Coordinate annotation entries:
┄┄┄┄┄┄
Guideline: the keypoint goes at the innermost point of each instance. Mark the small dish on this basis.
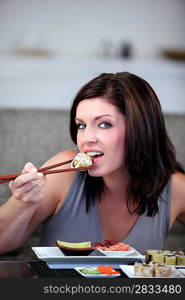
(68, 251)
(79, 270)
(129, 271)
(118, 253)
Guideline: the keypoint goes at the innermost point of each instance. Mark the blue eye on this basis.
(105, 125)
(80, 126)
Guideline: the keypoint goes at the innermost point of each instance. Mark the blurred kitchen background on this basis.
(50, 48)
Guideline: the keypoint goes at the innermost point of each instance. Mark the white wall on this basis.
(79, 27)
(74, 34)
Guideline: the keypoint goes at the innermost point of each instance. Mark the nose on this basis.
(89, 136)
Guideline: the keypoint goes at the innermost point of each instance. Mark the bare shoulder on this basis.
(178, 184)
(178, 196)
(57, 186)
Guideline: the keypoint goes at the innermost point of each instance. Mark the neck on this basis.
(117, 182)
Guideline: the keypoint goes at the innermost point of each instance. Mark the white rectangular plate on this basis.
(132, 253)
(96, 275)
(129, 271)
(54, 257)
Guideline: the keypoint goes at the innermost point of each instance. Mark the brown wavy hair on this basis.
(149, 154)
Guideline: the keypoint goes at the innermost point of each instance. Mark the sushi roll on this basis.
(143, 270)
(162, 270)
(81, 160)
(148, 255)
(170, 259)
(181, 260)
(158, 257)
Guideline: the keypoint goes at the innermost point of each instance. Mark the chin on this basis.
(96, 173)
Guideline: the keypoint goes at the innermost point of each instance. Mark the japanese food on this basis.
(81, 160)
(165, 256)
(152, 270)
(73, 245)
(109, 245)
(144, 270)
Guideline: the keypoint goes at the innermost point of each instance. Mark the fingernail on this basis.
(40, 174)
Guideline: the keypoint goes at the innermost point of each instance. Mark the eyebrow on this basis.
(97, 118)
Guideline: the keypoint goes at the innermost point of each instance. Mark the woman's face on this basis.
(101, 131)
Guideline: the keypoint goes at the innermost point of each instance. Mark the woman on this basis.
(133, 193)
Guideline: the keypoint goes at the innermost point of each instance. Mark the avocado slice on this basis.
(74, 245)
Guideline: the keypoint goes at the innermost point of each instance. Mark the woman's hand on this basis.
(30, 186)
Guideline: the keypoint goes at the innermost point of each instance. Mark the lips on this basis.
(94, 152)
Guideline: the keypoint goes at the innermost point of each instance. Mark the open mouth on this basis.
(95, 154)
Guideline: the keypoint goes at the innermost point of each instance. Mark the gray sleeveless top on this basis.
(72, 224)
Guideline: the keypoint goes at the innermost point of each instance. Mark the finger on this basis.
(29, 168)
(26, 178)
(28, 190)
┄┄┄┄┄┄
Only the lines from the one that contains "slice on this basis." through the last line should be repeated, each exactly as it stands, with both ends included.

--- Answer in full ---
Guideline: the keypoint goes at the innermost point of each instance. Mark the avocado slice on this basis.
(74, 245)
Guideline: the keypoint goes at the innermost point of each instance. Mark the woman's hand on this basis.
(30, 186)
Guideline: the keypoint goes at the innermost point of each instance. Mark the lips on this basis.
(94, 152)
Guideline: the keypoint goes at the innermost point of each instance. Mark the open mouth on this basis.
(95, 154)
Guideline: the keypoint goes at the innermost point of each instance. Mark the gray sleeveless top on this basis.
(72, 224)
Guideline: the keypoint goes at the innermost point of each instance. Mark the finger on this basis.
(29, 168)
(26, 178)
(28, 190)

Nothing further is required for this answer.